- _Brief_
Below are some records; output all of them exactly.

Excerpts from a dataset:

Content starts

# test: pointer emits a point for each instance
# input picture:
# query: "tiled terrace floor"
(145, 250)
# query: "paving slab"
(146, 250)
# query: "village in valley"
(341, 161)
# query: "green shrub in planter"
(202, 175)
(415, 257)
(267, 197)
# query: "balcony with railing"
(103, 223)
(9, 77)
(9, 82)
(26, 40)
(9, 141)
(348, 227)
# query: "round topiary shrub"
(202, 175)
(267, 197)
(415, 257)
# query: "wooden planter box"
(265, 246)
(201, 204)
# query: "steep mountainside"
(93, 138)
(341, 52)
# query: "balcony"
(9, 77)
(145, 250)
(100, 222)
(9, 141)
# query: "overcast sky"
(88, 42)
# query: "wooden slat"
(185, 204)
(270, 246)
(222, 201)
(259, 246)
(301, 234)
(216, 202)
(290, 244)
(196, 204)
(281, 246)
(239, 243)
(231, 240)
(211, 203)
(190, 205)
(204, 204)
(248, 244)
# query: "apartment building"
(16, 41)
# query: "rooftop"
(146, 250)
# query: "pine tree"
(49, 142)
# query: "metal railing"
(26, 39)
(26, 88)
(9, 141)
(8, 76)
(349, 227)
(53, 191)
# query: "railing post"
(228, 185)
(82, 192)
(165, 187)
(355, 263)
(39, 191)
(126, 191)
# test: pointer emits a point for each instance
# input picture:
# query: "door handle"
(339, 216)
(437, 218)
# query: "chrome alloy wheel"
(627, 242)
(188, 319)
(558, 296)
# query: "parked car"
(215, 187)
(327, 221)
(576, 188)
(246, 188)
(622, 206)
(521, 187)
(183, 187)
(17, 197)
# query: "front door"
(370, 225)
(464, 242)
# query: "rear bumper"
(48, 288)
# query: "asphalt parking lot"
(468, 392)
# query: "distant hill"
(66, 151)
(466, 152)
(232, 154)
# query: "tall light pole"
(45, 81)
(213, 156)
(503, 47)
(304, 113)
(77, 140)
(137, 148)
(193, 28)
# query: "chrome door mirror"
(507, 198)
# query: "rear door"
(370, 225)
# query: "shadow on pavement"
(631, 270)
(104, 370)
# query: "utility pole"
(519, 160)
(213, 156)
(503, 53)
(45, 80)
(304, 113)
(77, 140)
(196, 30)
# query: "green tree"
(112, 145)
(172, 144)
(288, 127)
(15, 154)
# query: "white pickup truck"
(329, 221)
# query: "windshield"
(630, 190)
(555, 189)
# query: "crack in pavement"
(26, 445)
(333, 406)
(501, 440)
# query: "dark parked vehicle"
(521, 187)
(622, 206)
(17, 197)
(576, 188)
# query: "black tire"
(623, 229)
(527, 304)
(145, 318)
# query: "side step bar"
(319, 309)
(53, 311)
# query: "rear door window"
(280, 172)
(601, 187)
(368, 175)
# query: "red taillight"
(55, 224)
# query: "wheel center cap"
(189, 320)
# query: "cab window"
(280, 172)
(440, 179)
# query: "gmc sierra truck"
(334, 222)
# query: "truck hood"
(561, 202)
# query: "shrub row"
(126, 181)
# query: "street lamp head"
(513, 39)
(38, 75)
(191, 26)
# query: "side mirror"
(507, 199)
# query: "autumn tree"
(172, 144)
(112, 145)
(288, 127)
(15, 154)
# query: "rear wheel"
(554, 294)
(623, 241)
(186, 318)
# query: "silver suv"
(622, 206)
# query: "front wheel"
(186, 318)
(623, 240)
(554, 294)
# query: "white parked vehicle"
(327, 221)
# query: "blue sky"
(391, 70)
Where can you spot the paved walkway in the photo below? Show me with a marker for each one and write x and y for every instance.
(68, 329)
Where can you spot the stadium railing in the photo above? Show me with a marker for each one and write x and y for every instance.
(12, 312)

Content ends

- _Your response_
# test: pointer emits a point for each instance
# input picture:
# query: "tiled terrace floor"
(145, 250)
# query: "paving slab"
(146, 250)
# query: "village in valley"
(341, 161)
# query: "green shrub in planter"
(202, 175)
(415, 257)
(267, 197)
# query: "balcony with railing"
(103, 223)
(9, 77)
(9, 82)
(26, 40)
(9, 141)
(348, 227)
# query: "round topiary shrub"
(202, 175)
(267, 197)
(415, 257)
# query: "wooden planter box"
(265, 246)
(201, 204)
# query: "steep mountainside"
(93, 138)
(341, 52)
# query: "balcony"
(9, 77)
(145, 250)
(100, 222)
(9, 141)
# query: "overcast sky"
(88, 42)
# query: "wooden slat"
(185, 204)
(270, 246)
(222, 201)
(259, 246)
(301, 234)
(216, 202)
(290, 244)
(196, 204)
(281, 246)
(239, 243)
(231, 240)
(211, 203)
(190, 205)
(204, 204)
(248, 244)
# query: "apartment building"
(16, 41)
# query: "rooftop"
(146, 250)
# query: "pine tree"
(49, 142)
# query: "metal railing"
(26, 39)
(26, 88)
(9, 141)
(8, 76)
(349, 227)
(53, 191)
# query: "railing post"
(228, 185)
(82, 192)
(165, 187)
(355, 263)
(39, 191)
(126, 191)
# test: pointer emits a point for each instance
# input picture:
# query: "door handle"
(339, 216)
(437, 218)
# query: "chrome alloy wheel"
(627, 242)
(188, 319)
(558, 296)
# query: "parked car"
(215, 187)
(327, 221)
(576, 188)
(246, 188)
(622, 206)
(521, 187)
(183, 187)
(17, 197)
# query: "front door"
(370, 225)
(464, 242)
# query: "rear bumper"
(48, 288)
# query: "asphalt parking lot"
(468, 392)
# query: "distant hill"
(66, 151)
(466, 152)
(232, 154)
# query: "tall light pole"
(45, 81)
(213, 156)
(503, 47)
(304, 113)
(77, 140)
(137, 148)
(193, 28)
# query: "chrome door mirror"
(507, 198)
# query: "rear door"
(370, 225)
# query: "shadow on pavement"
(631, 270)
(104, 370)
# query: "utility pole"
(519, 160)
(213, 156)
(503, 53)
(45, 80)
(304, 113)
(77, 140)
(196, 30)
# query: "green tree"
(112, 145)
(172, 144)
(288, 127)
(15, 154)
# query: "white pickup truck"
(329, 221)
# query: "windshield"
(630, 190)
(555, 189)
# query: "crack in pavement"
(26, 445)
(333, 406)
(501, 440)
# query: "dark parked vehicle"
(521, 187)
(622, 206)
(17, 197)
(576, 188)
# query: "black tire"
(623, 229)
(527, 304)
(145, 318)
# query: "side step bar"
(319, 309)
(53, 311)
# query: "rear door window"
(280, 172)
(601, 187)
(368, 175)
# query: "red taillight"
(55, 224)
# query: "wheel center cap"
(189, 320)
# query: "cab window"
(280, 172)
(440, 179)
# query: "gmc sierra truck"
(334, 222)
# query: "truck hood"
(561, 202)
# query: "shrub row"
(126, 181)
# query: "street lamp head"
(513, 39)
(38, 75)
(191, 26)
# query: "side mirror"
(507, 199)
# query: "autumn tree"
(172, 144)
(112, 145)
(288, 127)
(15, 154)
# query: "rear wheel"
(554, 294)
(623, 241)
(186, 318)
# query: "silver suv"
(622, 206)
# query: "front wheel"
(186, 318)
(623, 240)
(554, 294)
# query: "white parked vehicle"
(327, 221)
# query: "blue sky"
(391, 70)
Where can you spot the paved walkway in the photo below? Show me with a marker for each one and write x and y for every instance.
(68, 329)
Where can you spot the stadium railing in the photo above? Show me with a marker for each one and write x and y for every instance.
(12, 312)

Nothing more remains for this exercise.